Raw data section start

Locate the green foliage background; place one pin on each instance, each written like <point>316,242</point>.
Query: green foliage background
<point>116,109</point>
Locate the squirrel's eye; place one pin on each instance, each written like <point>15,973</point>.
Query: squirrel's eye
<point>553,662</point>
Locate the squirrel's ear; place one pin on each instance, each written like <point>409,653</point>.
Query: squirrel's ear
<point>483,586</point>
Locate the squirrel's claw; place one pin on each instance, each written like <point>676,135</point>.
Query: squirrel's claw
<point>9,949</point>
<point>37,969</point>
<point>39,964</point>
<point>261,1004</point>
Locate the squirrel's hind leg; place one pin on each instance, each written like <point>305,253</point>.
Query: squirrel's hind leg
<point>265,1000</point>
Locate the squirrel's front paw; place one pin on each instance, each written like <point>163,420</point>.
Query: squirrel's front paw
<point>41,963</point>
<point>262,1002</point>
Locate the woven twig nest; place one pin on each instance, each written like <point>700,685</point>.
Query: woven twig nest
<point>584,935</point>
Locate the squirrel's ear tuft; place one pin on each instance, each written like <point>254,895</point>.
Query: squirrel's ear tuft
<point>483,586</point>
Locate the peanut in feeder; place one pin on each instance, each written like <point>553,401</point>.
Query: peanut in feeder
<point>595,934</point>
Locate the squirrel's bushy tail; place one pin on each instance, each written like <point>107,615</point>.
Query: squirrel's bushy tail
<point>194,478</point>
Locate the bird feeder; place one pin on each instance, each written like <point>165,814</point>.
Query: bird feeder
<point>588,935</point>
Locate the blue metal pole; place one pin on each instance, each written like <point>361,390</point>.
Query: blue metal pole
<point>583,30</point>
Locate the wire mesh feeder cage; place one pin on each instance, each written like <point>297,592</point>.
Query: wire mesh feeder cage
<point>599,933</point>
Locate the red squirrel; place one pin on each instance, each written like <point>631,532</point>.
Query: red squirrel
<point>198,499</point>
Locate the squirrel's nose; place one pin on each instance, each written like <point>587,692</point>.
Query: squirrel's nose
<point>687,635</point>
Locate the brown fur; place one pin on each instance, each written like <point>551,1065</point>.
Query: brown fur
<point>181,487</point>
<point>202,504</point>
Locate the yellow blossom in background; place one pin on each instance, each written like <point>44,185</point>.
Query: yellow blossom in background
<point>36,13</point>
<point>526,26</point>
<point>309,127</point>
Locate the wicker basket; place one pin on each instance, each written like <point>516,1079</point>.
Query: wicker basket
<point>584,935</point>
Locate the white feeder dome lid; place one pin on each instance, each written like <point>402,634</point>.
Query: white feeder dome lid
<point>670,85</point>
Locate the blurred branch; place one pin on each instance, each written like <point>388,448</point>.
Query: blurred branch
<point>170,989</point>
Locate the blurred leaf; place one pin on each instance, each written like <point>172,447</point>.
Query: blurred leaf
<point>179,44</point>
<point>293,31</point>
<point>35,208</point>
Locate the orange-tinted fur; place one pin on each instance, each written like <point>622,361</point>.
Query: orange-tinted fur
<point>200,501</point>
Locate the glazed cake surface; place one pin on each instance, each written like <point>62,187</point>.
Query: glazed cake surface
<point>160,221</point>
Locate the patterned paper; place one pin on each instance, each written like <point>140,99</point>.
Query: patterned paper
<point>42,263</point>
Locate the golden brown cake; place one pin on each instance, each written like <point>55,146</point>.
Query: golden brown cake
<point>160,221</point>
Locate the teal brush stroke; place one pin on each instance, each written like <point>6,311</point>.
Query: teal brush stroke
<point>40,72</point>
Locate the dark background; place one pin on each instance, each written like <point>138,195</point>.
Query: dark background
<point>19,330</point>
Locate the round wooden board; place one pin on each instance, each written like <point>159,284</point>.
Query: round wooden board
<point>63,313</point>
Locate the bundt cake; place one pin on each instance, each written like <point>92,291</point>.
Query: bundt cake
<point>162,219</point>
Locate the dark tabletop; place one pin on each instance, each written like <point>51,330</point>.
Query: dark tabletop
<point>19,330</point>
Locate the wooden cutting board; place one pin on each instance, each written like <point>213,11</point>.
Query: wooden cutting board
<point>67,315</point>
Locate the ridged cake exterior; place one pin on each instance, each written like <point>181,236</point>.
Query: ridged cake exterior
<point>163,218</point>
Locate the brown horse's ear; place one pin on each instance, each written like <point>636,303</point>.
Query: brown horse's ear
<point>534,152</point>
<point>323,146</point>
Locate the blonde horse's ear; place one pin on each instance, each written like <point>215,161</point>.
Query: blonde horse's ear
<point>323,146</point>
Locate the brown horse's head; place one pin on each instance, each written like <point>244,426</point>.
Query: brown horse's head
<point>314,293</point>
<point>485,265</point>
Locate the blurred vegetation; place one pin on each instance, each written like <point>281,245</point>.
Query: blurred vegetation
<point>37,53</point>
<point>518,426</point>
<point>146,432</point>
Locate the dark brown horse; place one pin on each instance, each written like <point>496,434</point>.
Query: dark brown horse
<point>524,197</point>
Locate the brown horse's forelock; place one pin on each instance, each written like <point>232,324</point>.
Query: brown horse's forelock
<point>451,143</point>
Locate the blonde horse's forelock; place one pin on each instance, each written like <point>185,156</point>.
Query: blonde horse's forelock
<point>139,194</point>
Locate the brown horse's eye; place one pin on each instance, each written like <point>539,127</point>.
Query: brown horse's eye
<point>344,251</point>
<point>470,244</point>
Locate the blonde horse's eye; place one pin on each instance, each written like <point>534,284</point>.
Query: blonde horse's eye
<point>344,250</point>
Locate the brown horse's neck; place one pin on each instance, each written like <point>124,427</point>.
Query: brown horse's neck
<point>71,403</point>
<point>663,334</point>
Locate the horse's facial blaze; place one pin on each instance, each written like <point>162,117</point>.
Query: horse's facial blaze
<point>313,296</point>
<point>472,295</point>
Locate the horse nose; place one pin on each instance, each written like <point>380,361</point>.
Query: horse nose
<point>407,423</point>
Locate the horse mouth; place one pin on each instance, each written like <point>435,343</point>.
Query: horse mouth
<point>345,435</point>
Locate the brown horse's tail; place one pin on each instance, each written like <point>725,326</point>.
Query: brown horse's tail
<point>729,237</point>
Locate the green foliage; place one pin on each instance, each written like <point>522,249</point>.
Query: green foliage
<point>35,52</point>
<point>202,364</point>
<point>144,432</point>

Raw data section end

▶ _Brief_
For this exercise, retype the complete listing exactly.

▶ _Answer for the task_
Locate the green foliage background; place one pin on each instance, each written like <point>316,242</point>.
Query: green foliage background
<point>116,109</point>
Locate the squirrel's eye; place one pin on each instance, each written like <point>15,973</point>.
Query: squirrel's eye
<point>553,662</point>
Locate the squirrel's ear; place one pin on each instance, each written like <point>409,653</point>.
Query: squirrel's ear
<point>483,586</point>
Locate the squirrel's claw; place one pin on each instance, each written like <point>676,135</point>.
Query: squirrel's claw
<point>9,949</point>
<point>37,969</point>
<point>39,964</point>
<point>261,1004</point>
Locate the squirrel's hind leg; place one pin on each instance, each written like <point>305,253</point>.
Query: squirrel's hind leg
<point>265,1000</point>
Locate the squirrel's front paw; place one pin on each instance, each written like <point>163,420</point>.
Query: squirrel's front paw
<point>41,963</point>
<point>262,1002</point>
Locate the woven twig nest; place one pin on each instance, each written like <point>700,685</point>.
Query: woven twig nest
<point>584,935</point>
Locate the squirrel's ear tuft; place one pin on each instance, each written like <point>254,895</point>.
Query: squirrel's ear tuft
<point>483,586</point>
Locate the peanut in feeder; place one pin on each instance, each written like <point>553,401</point>.
Query: peanut in feeder
<point>595,934</point>
Locate the squirrel's bushy tail; place one pin on each instance, each written like <point>107,615</point>.
Query: squirrel's bushy tail
<point>194,478</point>
Locate the bird feeder; place one pin on each instance, each written like <point>165,814</point>.
Query: bird feeder
<point>588,935</point>
Locate the blue metal pole; place one pin on each instance, each written like <point>361,390</point>.
Query: blue metal pole
<point>583,30</point>
Locate the wire mesh feeder cage; place one pin on each instance, each written like <point>297,592</point>.
Query: wire mesh feeder cage
<point>599,933</point>
Locate the red squirrel; place one pin on each instance, each written like <point>631,532</point>.
Query: red squirrel
<point>198,499</point>
Locate the squirrel's nose; place one pin on each instance, each written like <point>587,692</point>.
Query: squirrel's nose
<point>687,635</point>
Locate the brown fur; place one pin on each instance, each written like <point>551,1065</point>.
Query: brown fur
<point>181,487</point>
<point>202,504</point>
Locate the yellow blossom in background; place one pin on each instance, each written like <point>44,185</point>.
Query: yellow blossom in background
<point>36,13</point>
<point>526,26</point>
<point>309,127</point>
Locate the wicker basket; place one pin on each instance, each written like <point>516,1079</point>.
Query: wicker basket
<point>584,935</point>
Locate the white feeder dome lid; place one pin on each instance, each written like <point>402,634</point>.
Query: white feeder dome lid
<point>670,85</point>
Locate the blurred branch; place one pin on each instance, each written like <point>388,448</point>.
Query: blurred branch
<point>170,989</point>
Locate the blurred leaf; place one pin on each instance, each written like <point>172,447</point>.
Query: blurred leaf
<point>179,44</point>
<point>293,31</point>
<point>35,208</point>
Locate the orange-tinted fur; place one pin on each instance, each written like <point>622,361</point>.
Query: orange-tinted fur
<point>200,501</point>
Locate the glazed cake surface; place one pin on each instance, each written like <point>62,187</point>.
Query: glazed cake surface
<point>160,221</point>
Locate the patterned paper; place one pin on each instance, each written like <point>140,99</point>.
Query: patterned paper
<point>42,263</point>
Locate the golden brown cake; place one pin on each instance, each written like <point>55,146</point>.
Query: golden brown cake
<point>160,221</point>
Locate the teal brush stroke; place one pin on each instance, each written like <point>6,311</point>.
Query: teal brush stroke
<point>40,72</point>
Locate the dark background; place one pin on each instance, each written like <point>138,195</point>.
Query: dark background
<point>19,330</point>
Locate the round wooden board; place one pin on each instance, each written like <point>159,284</point>.
Query: round wooden board
<point>63,313</point>
Locate the bundt cake; place one pin on each instance, each written like <point>92,291</point>.
Query: bundt cake
<point>162,219</point>
Locate the dark tabletop; place one pin on each instance, each written like <point>51,330</point>.
Query: dark tabletop
<point>19,330</point>
Locate the wooden cutting board; place one pin on each instance, each written like <point>213,11</point>.
Query: wooden cutting board
<point>67,315</point>
Locate the ridged cake exterior; place one pin on each instance, each written like <point>181,236</point>.
Query: ridged cake exterior
<point>163,218</point>
Locate the brown horse's ear; place one pin on each instance, each written like <point>636,303</point>.
Query: brown horse's ear
<point>534,152</point>
<point>323,146</point>
Locate the blonde horse's ear; place one pin on each instance, each written like <point>215,161</point>.
Query: blonde horse's ear
<point>323,146</point>
Locate the brown horse's head; place one pin on each instance, each written like <point>244,426</point>.
Query: brown horse's head
<point>314,293</point>
<point>485,265</point>
Locate the blurred vegetation; place one pin on each instance, each written like <point>281,245</point>.
Query: blurred vegetation
<point>37,53</point>
<point>518,426</point>
<point>146,432</point>
Locate the dark brown horse; place one pin on each instance, each written like <point>496,434</point>.
Query: dark brown horse
<point>524,197</point>
Locate the brown horse's forelock; place one pin on each instance, each written like <point>232,324</point>.
Query: brown horse's forelock
<point>451,143</point>
Locate the blonde horse's forelock; place one pin on each instance, each written like <point>185,156</point>.
Query: blonde horse's forelock
<point>139,194</point>
Locate the brown horse's eye; place one pin on each instance, each written like <point>539,127</point>.
Query: brown horse's eye
<point>344,251</point>
<point>470,244</point>
Locate the blonde horse's eye; place one pin on each instance, each written like <point>534,284</point>.
Query: blonde horse's eye
<point>344,250</point>
Locate the brown horse's neck; place one pin on each instance, each written like <point>124,427</point>.
Query: brown horse's neck
<point>71,403</point>
<point>663,334</point>
Locate the horse's facial blaze; place one pin on each instance, each written like <point>162,117</point>.
Query: horse's facial blaze
<point>313,296</point>
<point>472,295</point>
Locate the horse nose; place one pin on each instance, each written like <point>380,361</point>.
Query: horse nose
<point>407,423</point>
Locate the horse mouth; place one pin on each instance, each written like <point>435,343</point>.
Query: horse mouth
<point>345,435</point>
Locate the brown horse's tail; place one pin on each instance, each written like <point>725,326</point>.
Query: brown horse's tail
<point>729,237</point>
Locate the green foliage; place one pin on each instance, each written like <point>522,249</point>.
Query: green foliage
<point>35,52</point>
<point>202,364</point>
<point>144,432</point>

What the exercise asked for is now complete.